WHAT NEEDS TO BE DONE:
Determine how many lines below contain the word "beige", then write that number by itself.

EXTRACTED MATERIAL:
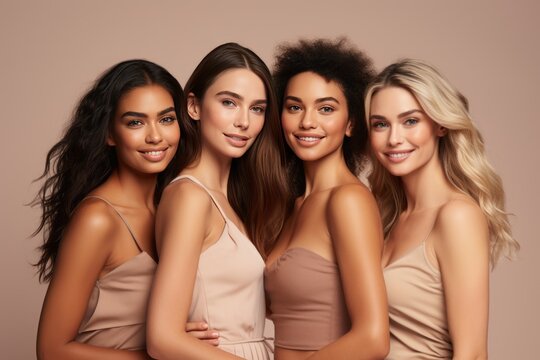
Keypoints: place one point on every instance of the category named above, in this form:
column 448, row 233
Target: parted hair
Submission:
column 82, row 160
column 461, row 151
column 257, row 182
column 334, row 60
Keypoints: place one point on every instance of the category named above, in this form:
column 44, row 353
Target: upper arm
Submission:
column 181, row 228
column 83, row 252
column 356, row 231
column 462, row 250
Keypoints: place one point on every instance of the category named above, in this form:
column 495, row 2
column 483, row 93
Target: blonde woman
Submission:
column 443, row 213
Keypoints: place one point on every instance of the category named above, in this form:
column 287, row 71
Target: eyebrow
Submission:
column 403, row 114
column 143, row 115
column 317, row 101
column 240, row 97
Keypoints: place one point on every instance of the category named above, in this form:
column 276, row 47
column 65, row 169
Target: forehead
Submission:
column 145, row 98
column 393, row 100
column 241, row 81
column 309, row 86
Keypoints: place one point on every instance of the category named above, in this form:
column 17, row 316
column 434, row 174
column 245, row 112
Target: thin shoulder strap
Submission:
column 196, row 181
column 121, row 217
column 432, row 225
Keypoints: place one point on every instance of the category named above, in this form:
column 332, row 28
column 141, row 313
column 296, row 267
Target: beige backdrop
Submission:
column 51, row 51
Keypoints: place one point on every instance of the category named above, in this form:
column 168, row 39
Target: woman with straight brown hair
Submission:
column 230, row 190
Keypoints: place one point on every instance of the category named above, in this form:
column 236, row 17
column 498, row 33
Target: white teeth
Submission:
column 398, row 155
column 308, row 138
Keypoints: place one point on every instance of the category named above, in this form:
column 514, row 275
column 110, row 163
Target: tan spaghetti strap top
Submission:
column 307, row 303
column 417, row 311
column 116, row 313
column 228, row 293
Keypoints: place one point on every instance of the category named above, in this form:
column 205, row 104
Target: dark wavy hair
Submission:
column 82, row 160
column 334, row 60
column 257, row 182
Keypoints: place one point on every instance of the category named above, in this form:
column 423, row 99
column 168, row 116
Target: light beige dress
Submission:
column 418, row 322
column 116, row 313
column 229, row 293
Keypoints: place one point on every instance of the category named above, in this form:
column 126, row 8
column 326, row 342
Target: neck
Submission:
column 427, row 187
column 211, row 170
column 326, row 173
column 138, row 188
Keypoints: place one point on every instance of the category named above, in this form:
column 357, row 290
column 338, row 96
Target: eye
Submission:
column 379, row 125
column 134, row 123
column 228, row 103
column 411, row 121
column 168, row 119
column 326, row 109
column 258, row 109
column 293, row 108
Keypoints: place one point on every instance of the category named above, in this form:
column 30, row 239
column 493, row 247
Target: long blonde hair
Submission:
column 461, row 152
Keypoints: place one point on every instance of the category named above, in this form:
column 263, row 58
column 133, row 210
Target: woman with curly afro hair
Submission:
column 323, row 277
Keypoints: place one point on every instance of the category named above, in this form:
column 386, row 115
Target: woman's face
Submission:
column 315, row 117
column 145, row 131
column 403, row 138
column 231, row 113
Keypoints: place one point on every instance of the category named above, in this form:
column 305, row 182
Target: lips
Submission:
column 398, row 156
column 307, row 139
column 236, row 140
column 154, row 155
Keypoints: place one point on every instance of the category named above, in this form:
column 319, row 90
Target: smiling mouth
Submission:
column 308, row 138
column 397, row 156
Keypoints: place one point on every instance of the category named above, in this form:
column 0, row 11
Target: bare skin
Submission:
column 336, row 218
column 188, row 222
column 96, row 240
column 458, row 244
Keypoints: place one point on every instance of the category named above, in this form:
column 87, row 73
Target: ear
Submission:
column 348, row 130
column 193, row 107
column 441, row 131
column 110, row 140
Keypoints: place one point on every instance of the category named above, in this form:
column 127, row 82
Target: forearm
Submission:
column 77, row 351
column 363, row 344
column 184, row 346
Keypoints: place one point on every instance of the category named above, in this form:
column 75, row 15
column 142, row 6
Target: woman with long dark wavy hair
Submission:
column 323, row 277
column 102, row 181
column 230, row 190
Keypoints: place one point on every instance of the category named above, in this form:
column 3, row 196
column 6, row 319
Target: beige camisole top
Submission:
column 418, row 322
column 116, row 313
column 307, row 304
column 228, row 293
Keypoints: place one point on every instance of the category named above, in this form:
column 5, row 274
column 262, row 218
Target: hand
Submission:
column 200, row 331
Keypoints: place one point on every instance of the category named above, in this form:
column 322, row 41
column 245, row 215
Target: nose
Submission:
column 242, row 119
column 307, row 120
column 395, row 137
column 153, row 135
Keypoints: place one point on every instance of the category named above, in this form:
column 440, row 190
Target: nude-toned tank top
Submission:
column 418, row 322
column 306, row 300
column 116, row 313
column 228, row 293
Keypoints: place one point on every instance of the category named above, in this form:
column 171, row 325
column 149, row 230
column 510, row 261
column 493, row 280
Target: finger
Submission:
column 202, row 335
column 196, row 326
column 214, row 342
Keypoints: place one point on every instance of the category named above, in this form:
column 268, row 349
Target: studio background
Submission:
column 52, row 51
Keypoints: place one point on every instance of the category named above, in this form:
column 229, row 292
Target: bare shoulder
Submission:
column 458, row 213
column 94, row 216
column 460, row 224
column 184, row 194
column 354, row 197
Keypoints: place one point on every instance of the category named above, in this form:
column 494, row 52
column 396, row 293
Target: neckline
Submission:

ANSWER TO THIS TASK:
3